### Excerpt
/---

[antlr-interest] Bug in DFA matching?

Mon Feb 9 15:14:21 PST 2009

On Mon, Feb 9, 2009 at 3:12 PM, Gavin Lambert <antlr at mirality.co.nz> wrote:
> At 08:55 10/02/2009, C. Scott Ananian wrote:
>>// whitespace at start of line used for INDENT processing
>>INITIAL_WS
>>       : {getCharPositionInLine()==1 && !afterIndent}? // at start of
>>line.
>>       ( ' ' | TAB )*
>>    { this.afterIndent=true; }
>>    ;
>>
>>Note the star in the INITIAL_WS rule, which means that *every*
>>line should emit an INITIAL_WS token, possibly matching nothing,
>>before matching anything else.
>
> You must never do that.  If a lexer rule can ever match nothing, then it can
> always match nothing, and will therefore produce an infinite number of
> matching-nothing tokens, causing an infinite loop (until you run out of
> memory).  Top-level lexer rules must always match at least one character.

I think you misunderstood me, or misread the grammer.  It matches
nothing *at the beginning of the line* and then afterIndent is set to
false, and it doesn't match any more.
That's the intended behavior.  It worked in ANTLRv2; it seems to be a
regression in ANTLRv3.
 --scott

-- 
                         ( http://cscott.net/ )

\---

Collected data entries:
/---

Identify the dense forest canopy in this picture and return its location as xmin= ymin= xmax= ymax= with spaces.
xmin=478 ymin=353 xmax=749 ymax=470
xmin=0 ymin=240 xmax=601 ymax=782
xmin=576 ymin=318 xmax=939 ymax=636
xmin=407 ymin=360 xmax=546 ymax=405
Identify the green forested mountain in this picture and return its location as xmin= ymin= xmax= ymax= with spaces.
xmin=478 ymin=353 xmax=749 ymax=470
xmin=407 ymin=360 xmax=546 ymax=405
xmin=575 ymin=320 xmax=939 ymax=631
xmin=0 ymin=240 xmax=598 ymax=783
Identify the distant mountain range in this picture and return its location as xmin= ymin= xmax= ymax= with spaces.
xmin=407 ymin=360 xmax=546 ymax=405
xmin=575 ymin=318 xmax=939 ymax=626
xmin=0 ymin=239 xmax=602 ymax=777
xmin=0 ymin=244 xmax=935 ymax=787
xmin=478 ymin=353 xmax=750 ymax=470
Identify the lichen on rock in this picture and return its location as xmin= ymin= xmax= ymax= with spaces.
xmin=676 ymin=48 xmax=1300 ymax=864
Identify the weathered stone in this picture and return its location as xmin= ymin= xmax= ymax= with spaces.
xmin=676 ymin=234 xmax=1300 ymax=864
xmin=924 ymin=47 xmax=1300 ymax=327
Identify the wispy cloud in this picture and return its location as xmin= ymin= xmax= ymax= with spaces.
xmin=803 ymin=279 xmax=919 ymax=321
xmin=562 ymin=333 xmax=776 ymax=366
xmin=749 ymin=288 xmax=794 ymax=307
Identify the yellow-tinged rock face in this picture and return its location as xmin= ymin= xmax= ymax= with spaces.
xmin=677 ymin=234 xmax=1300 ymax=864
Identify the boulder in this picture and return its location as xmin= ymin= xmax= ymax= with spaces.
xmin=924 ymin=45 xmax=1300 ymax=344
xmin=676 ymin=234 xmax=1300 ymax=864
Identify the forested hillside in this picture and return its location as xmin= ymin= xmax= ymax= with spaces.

\---

### The task
Repeat the ANTLR thread word for word, from "On Mon, Feb" up to and including "matching anything else.". Rely on the ANTLR thread alone.

### The output
On Mon, Feb 9, 2009 at 3:12 PM, Gavin Lambert <antlr at mirality.co.nz> wrote:
> At 08:55 10/02/2009, C. Scott Ananian wrote:
>>// whitespace at start of line used for INDENT processing
>>INITIAL_WS
>>       : {getCharPositionInLine()==1 && !afterIndent}? // at start of
>>line.
>>       ( ' ' | TAB )*
>>    { this.afterIndent=true; }
>>    ;
>>
>>Note the star in the INITIAL_WS rule, which means that *every*
>>line should emit an INITIAL_WS token, possibly matching nothing,
>>before matching anything else.